- Your objective:
Transcribe the full listing with no word altered.

- Input data:

-=-=-

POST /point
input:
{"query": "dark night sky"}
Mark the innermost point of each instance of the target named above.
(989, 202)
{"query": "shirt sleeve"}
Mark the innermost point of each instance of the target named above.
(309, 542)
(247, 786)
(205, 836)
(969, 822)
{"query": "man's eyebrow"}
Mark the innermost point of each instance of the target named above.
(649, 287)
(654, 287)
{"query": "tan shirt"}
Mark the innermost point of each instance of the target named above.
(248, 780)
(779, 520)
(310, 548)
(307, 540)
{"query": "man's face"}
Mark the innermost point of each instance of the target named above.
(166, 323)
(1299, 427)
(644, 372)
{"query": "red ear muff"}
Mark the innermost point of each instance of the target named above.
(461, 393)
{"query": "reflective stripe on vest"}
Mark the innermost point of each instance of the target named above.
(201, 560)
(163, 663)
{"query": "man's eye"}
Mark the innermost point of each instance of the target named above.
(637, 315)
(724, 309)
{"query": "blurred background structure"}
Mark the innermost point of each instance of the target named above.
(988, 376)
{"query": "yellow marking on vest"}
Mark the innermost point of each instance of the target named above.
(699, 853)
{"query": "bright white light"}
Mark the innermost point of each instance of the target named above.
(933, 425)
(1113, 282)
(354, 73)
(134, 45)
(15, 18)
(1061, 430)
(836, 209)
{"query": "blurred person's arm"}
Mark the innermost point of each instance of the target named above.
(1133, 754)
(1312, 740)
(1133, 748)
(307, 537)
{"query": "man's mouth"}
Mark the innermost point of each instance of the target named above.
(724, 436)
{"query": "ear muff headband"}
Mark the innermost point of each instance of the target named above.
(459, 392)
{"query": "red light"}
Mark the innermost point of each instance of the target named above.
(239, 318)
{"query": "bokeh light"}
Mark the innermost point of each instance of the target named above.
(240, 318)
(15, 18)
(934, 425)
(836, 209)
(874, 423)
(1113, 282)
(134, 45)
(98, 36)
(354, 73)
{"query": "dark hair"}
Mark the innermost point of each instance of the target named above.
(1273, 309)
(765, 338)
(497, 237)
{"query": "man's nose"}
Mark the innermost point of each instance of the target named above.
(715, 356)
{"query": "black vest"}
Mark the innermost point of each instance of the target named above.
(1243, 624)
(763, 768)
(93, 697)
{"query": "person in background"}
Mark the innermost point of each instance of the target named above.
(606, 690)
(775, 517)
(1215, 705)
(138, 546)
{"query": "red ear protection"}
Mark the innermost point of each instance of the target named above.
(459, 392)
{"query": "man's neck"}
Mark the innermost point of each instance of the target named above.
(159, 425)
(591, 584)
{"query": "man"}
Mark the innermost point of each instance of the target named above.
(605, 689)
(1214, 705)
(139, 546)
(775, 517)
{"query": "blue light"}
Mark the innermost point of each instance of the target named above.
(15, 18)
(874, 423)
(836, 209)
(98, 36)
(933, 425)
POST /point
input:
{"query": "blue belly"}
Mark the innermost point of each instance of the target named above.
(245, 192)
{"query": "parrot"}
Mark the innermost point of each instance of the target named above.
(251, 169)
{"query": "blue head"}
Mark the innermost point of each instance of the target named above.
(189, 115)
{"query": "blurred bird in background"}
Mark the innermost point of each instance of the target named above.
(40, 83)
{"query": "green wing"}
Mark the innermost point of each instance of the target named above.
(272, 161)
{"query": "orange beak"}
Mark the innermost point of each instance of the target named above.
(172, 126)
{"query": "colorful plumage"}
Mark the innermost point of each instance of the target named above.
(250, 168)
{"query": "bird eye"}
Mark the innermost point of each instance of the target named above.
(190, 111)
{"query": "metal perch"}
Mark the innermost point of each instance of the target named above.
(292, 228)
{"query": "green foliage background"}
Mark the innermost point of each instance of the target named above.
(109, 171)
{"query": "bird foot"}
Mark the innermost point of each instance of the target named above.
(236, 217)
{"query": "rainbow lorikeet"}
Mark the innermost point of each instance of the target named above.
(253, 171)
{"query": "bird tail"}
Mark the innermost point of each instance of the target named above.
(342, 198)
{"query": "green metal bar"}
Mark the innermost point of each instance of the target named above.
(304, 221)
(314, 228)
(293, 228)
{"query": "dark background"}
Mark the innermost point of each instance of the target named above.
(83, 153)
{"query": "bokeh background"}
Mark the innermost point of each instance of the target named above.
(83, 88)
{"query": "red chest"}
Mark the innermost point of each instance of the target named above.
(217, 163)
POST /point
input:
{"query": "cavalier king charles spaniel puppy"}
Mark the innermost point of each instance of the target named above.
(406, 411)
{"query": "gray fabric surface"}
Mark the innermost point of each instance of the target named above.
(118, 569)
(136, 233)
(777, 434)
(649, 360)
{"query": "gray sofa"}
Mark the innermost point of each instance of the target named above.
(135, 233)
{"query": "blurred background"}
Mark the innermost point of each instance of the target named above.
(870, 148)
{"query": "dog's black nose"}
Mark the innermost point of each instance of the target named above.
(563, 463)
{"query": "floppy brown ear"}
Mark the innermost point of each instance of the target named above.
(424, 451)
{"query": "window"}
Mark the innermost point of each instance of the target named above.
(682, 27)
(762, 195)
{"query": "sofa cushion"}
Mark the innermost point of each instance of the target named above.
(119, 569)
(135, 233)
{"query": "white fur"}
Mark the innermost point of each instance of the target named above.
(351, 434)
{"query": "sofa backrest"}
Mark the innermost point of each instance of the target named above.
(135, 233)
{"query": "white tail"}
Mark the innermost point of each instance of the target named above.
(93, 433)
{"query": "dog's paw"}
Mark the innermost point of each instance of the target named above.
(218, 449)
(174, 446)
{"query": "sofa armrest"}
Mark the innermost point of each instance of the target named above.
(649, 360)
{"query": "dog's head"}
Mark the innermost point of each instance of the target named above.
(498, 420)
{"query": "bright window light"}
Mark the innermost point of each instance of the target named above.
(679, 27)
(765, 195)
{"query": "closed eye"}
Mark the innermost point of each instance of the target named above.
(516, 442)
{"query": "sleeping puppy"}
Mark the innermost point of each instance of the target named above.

-=-=-

- Written reply:
POST /point
input:
{"query": "dark night sky"}
Mark the innermost point of each instance of the target named above.
(989, 202)
{"query": "shirt sleeve"}
Mark the innermost point of each instance of the target named above.
(309, 542)
(247, 786)
(205, 836)
(969, 822)
{"query": "man's eyebrow"}
Mark the innermost point of each instance of the target named above.
(649, 287)
(654, 287)
{"query": "tan shirt"}
Mark the innermost point of each instance of the target named above.
(248, 780)
(779, 520)
(310, 548)
(307, 540)
{"query": "man's face"}
Mark the innermost point of each instance of the target named above.
(166, 323)
(1299, 427)
(644, 372)
{"query": "red ear muff"}
Mark the innermost point of each instance of the target named above.
(461, 393)
{"query": "reflective stripe on vest"}
Mark the innermost point of each instance of the target named above.
(201, 560)
(163, 663)
{"query": "man's eye"}
Mark the innermost point of each instance of the target named above.
(637, 315)
(724, 309)
{"query": "blurred background structure"}
Mark the innermost point of each instance of the target named above.
(988, 376)
{"query": "yellow marking on vest"}
Mark the innermost point of each instance of the target named above.
(699, 853)
{"query": "bright white light"}
Mark the innermost point of each instance of the target named above.
(933, 425)
(1113, 282)
(354, 73)
(134, 45)
(15, 18)
(1061, 430)
(836, 209)
{"query": "blurred person's arm"}
Mark the innermost point of each instance of the target named above.
(1133, 754)
(1312, 740)
(1133, 748)
(307, 537)
{"query": "man's mouth"}
Mark the innermost point of each instance of the target named above.
(724, 436)
{"query": "ear muff headband"}
Mark the innermost point of each instance of the target named above.
(459, 392)
{"query": "red light"}
Mark the innermost point of each instance of the target named above.
(239, 318)
{"query": "bokeh light"}
Mark the innermost point of each instance of the target named above.
(240, 318)
(15, 18)
(934, 425)
(836, 209)
(874, 423)
(1113, 282)
(134, 45)
(98, 36)
(354, 73)
{"query": "dark hair"}
Mark the innermost point of each instance of the target named above.
(1273, 309)
(765, 338)
(497, 237)
{"query": "man's nose"}
Mark the innermost point of each instance of the target named above.
(715, 356)
{"query": "black vest"}
Mark the innermost point of each instance of the target named above.
(1243, 624)
(763, 768)
(93, 697)
{"query": "person in background"}
Mark the innermost point of each instance of the target named above.
(606, 690)
(775, 517)
(1215, 705)
(138, 546)
{"query": "red ear protection"}
Mark the innermost point of each instance of the target named above.
(459, 392)
{"query": "man's neck"}
Mark the innermost point of each instance of the target named above.
(159, 425)
(591, 584)
{"query": "man"}
Mark the innermost point of each instance of the target named above.
(605, 689)
(1214, 705)
(139, 546)
(775, 517)
{"query": "blue light"}
Mark the innermost point of each instance of the target named above.
(15, 18)
(874, 423)
(836, 209)
(98, 36)
(933, 425)
POST /point
input:
{"query": "blue belly"}
Mark the innermost point of each instance of the target named above.
(245, 192)
{"query": "parrot"}
Mark the innermost point of each instance of the target named above.
(251, 169)
{"query": "blue head"}
Mark the innermost point of each instance of the target named above.
(189, 115)
{"query": "blurred bird in background"}
Mark the innermost point of each instance of the target named above.
(40, 83)
{"query": "green wing"}
Mark the innermost point of each instance of the target named above.
(272, 161)
{"query": "orange beak"}
Mark the innermost point of each instance of the target named above.
(172, 126)
{"query": "colorful plumage"}
Mark the innermost point of each instance of the target named above.
(250, 168)
{"query": "bird eye"}
Mark the innermost point of each instance of the target named above.
(190, 111)
{"query": "metal perch"}
Mark the innermost point of each instance of the target named above.
(292, 228)
{"query": "green foliage background"}
Mark the innermost point of each instance of the target named above.
(109, 171)
{"query": "bird foot"}
Mark the innermost point of each instance of the target named above.
(236, 217)
{"query": "rainbow lorikeet"}
Mark the innermost point of each instance of the target named above.
(253, 171)
{"query": "bird tail"}
Mark the innermost point of each instance of the target named above.
(342, 198)
{"query": "green metal bar"}
Mark the innermost point of each instance of the target named above.
(304, 221)
(314, 228)
(293, 228)
{"query": "dark background"}
Mark the innermost point of each instance of the target named above.
(83, 153)
{"query": "bokeh background"}
Mark the innermost point of each instance of the target named above.
(83, 88)
{"query": "red chest"}
Mark the innermost point of each instance of the target named above.
(217, 163)
POST /point
input:
{"query": "cavalier king charles spaniel puppy"}
Mark the innermost point of each instance of the target named above.
(406, 411)
{"query": "gray fabric surface"}
Mark the innermost point of each instance of the target named above.
(118, 569)
(136, 233)
(777, 434)
(649, 360)
{"query": "gray sofa"}
Mark the innermost point of each instance of the target named above.
(135, 233)
{"query": "blurred background"}
Mark the innermost point of each instance of the target named above.
(870, 148)
{"query": "dog's black nose"}
Mark the innermost point of each instance of the target named above.
(563, 463)
{"query": "floppy brown ear"}
Mark the innermost point of each instance of the target named above.
(424, 451)
{"query": "window"}
Mark the innermost point of each instance of the target named above.
(682, 27)
(762, 195)
{"query": "sofa cushion"}
Mark the innermost point of each instance of the target named above.
(119, 569)
(135, 233)
{"query": "white fur"}
Mark the innermost point of each instance of the target named above.
(351, 434)
{"query": "sofa backrest"}
Mark the innermost point of each instance of the target named above.
(135, 233)
{"query": "white tail"}
Mark the innermost point of each instance of the target named above.
(93, 433)
{"query": "dog's paw"}
Mark the innermost point of each instance of the target named above.
(218, 449)
(174, 446)
{"query": "sofa armrest"}
Mark the innermost point of each instance of the target named above.
(649, 360)
{"query": "dog's head"}
Mark the innermost point of each instance of the target named above.
(498, 420)
{"query": "bright window light"}
Mark the innermost point of each instance of the target named above.
(679, 27)
(765, 195)
{"query": "closed eye"}
Mark the innermost point of each instance of the target named above.
(516, 442)
{"query": "sleeping puppy"}
Mark the innermost point of each instance of the target named above.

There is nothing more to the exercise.